A história registra o duelo há pelo menos três mil anos. Pinturas gregas e egípcias ilustram guerreiros empunhando espadas, a própria Bíblia descreve narrativas em que ela é parte das batalhas e o Islã antigo traz consigo a utilização também de sabres. Bem mais do que um simples desporto, era uma forma de combate sem uma regra precisa, o que não quer dizer que não era necessária técnica para a aplicação e defesa de golpes. Nas escolas de gladiadores em Roma, eram formados os doctore armarum, especialistas em entreter o público com armas brancas. Na Idade Média, a esgrima se diversificou com os vários formatos de espadas e sabres.

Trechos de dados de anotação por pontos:
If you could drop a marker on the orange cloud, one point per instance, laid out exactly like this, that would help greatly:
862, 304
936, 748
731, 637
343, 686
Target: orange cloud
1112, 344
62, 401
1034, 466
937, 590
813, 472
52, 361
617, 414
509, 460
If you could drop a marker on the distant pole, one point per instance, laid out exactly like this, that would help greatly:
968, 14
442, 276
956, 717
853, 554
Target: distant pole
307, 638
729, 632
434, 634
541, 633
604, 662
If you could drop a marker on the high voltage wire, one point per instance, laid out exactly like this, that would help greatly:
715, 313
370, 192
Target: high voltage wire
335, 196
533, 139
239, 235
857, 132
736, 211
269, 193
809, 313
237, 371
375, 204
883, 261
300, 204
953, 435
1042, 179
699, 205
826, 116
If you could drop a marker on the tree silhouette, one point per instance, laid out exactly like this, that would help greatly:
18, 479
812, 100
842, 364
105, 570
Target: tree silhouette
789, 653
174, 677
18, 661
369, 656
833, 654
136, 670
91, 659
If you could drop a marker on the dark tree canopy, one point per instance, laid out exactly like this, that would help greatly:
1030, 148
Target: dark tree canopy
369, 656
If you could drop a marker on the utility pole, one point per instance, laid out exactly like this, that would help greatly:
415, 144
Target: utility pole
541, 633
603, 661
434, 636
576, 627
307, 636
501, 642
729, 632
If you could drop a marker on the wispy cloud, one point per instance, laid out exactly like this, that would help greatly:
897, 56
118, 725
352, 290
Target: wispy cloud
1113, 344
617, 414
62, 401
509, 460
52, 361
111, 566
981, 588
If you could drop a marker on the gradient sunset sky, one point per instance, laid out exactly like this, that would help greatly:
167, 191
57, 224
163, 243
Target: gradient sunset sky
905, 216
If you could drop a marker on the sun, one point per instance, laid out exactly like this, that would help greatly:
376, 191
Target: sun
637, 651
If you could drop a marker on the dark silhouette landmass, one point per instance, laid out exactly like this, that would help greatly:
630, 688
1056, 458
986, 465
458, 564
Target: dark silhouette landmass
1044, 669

▸ A tarefa:
No texto sobre a esgrima, substitua "sabres" por "cimitarras" e escreva de novo o trecho que vai de "A história registra" até "espadas e sabres.".

▸ Resultado final:
A história registra o duelo há pelo menos três mil anos. Pinturas gregas e egípcias ilustram guerreiros empunhando espadas, a própria Bíblia descreve narrativas em que ela é parte das batalhas e o Islã antigo traz consigo a utilização também de cimitarras. Bem mais do que um simples desporto, era uma forma de combate sem uma regra precisa, o que não quer dizer que não era necessária técnica para a aplicação e defesa de golpes. Nas escolas de gladiadores em Roma, eram formados os doctore armarum, especialistas em entreter o público com armas brancas. Na Idade Média, a esgrima se diversificou com os vários formatos de espadas e cimitarras.